■ **Exercise objective**:
Starting with the line containing "of the tree" and going on through the line containing "the person in", return the lines of the data below exactly, and only those.

--- START ---

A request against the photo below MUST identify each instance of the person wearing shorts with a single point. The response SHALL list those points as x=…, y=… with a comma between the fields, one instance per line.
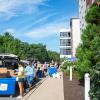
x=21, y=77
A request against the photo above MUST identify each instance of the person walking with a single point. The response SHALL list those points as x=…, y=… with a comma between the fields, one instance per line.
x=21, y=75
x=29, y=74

--- END ---
--- START ---

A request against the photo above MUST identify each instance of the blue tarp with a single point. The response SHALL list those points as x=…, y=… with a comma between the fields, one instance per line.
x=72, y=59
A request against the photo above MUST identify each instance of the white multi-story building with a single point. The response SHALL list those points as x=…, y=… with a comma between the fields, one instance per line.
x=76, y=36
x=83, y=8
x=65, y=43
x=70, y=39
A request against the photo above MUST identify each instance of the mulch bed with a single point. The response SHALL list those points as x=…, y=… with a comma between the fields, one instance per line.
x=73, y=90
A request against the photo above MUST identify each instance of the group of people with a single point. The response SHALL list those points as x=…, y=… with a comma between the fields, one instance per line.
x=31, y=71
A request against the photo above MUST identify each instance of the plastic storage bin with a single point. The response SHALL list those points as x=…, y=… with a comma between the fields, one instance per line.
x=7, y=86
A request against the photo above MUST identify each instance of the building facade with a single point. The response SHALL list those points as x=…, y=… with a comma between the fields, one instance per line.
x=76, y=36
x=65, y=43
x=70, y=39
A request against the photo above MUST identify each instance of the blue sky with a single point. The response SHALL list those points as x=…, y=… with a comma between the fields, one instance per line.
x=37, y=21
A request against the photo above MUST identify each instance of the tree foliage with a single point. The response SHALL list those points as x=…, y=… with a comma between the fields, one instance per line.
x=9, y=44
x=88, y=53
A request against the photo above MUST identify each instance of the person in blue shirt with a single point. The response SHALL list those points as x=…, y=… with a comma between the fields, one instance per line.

--- END ---

■ **The completed task**:
A request against the photo above MUST identify each instance of the tree foliage with a single point. The response SHALL list those points as x=…, y=… with a comma between the fields, one instance per line.
x=9, y=44
x=88, y=53
A request against the photo above MUST identify each instance of the person in blue shirt with a single point. The response SHALL list those points as x=…, y=… with a comma between the fields, one instance per line.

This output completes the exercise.